INPUT FOR THIS TASK »
start
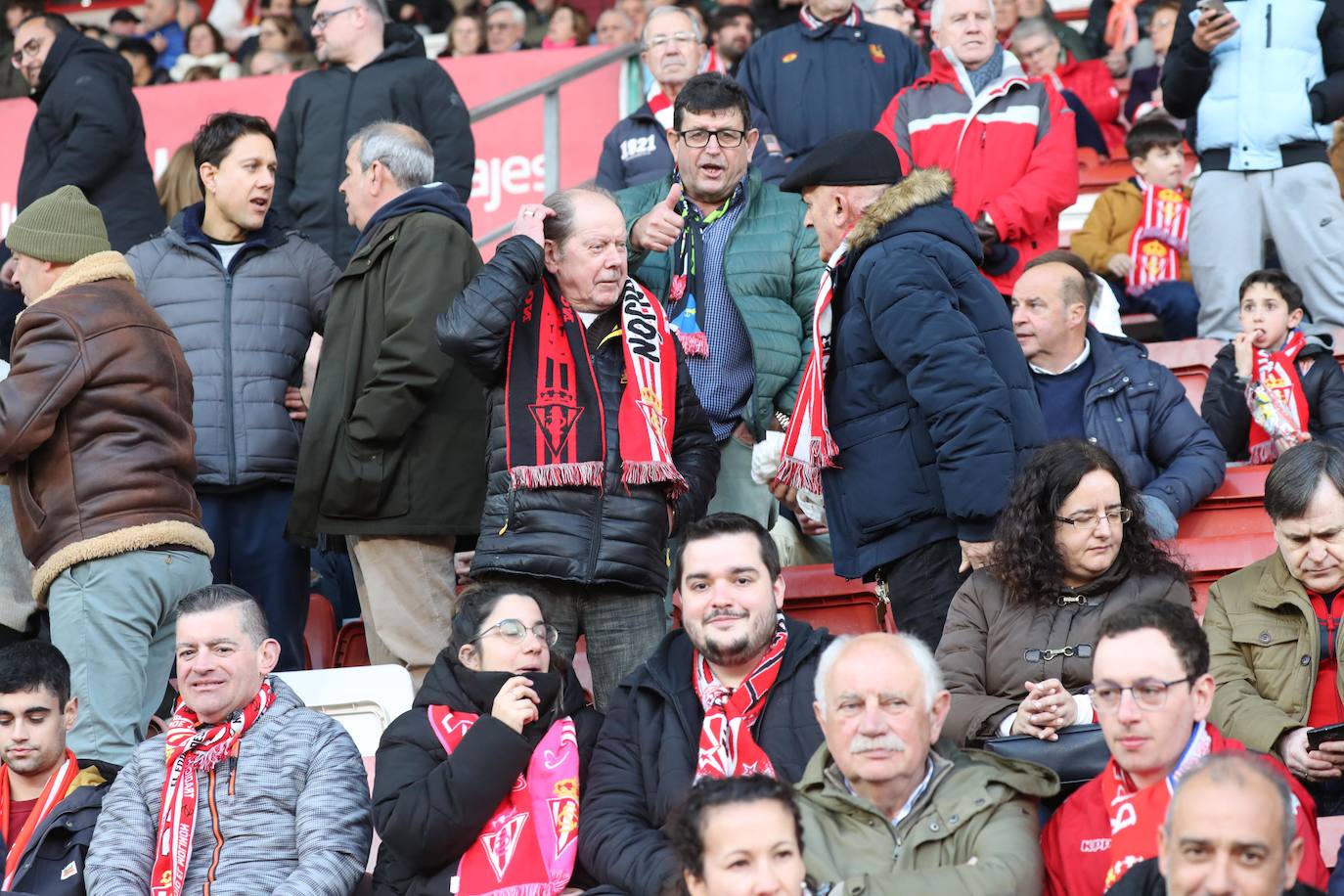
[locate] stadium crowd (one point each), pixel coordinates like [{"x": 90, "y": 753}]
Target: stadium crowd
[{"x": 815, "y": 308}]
end
start
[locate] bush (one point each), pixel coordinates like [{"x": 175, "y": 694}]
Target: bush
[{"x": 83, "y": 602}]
end
start
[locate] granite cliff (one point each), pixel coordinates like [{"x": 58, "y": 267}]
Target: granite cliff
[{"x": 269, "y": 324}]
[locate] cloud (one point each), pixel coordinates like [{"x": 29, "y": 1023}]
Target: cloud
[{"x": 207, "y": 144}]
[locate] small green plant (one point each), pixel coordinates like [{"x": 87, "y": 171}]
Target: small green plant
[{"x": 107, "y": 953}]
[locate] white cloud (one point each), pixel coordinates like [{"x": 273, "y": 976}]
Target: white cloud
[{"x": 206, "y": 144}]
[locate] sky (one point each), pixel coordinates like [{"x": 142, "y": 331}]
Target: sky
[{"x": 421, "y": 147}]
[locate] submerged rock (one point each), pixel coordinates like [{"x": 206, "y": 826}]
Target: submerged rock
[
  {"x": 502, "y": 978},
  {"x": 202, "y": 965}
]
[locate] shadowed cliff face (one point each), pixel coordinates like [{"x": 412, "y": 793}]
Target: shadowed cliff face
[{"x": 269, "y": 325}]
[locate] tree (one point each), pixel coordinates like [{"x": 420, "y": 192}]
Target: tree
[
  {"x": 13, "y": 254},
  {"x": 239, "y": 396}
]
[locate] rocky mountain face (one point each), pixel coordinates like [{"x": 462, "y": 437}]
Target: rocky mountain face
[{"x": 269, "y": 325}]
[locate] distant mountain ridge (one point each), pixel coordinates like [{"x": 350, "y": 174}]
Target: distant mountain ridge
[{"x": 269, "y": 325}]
end
STATED GOAL »
Select every line in the data above that contains the string "stadium". Case counts, so a line matches only if the capitalization is identical.

RESPONSE TO THIS TASK »
[locate] stadium crowd (one point each), pixel coordinates like [{"x": 90, "y": 753}]
Target: stadium crowd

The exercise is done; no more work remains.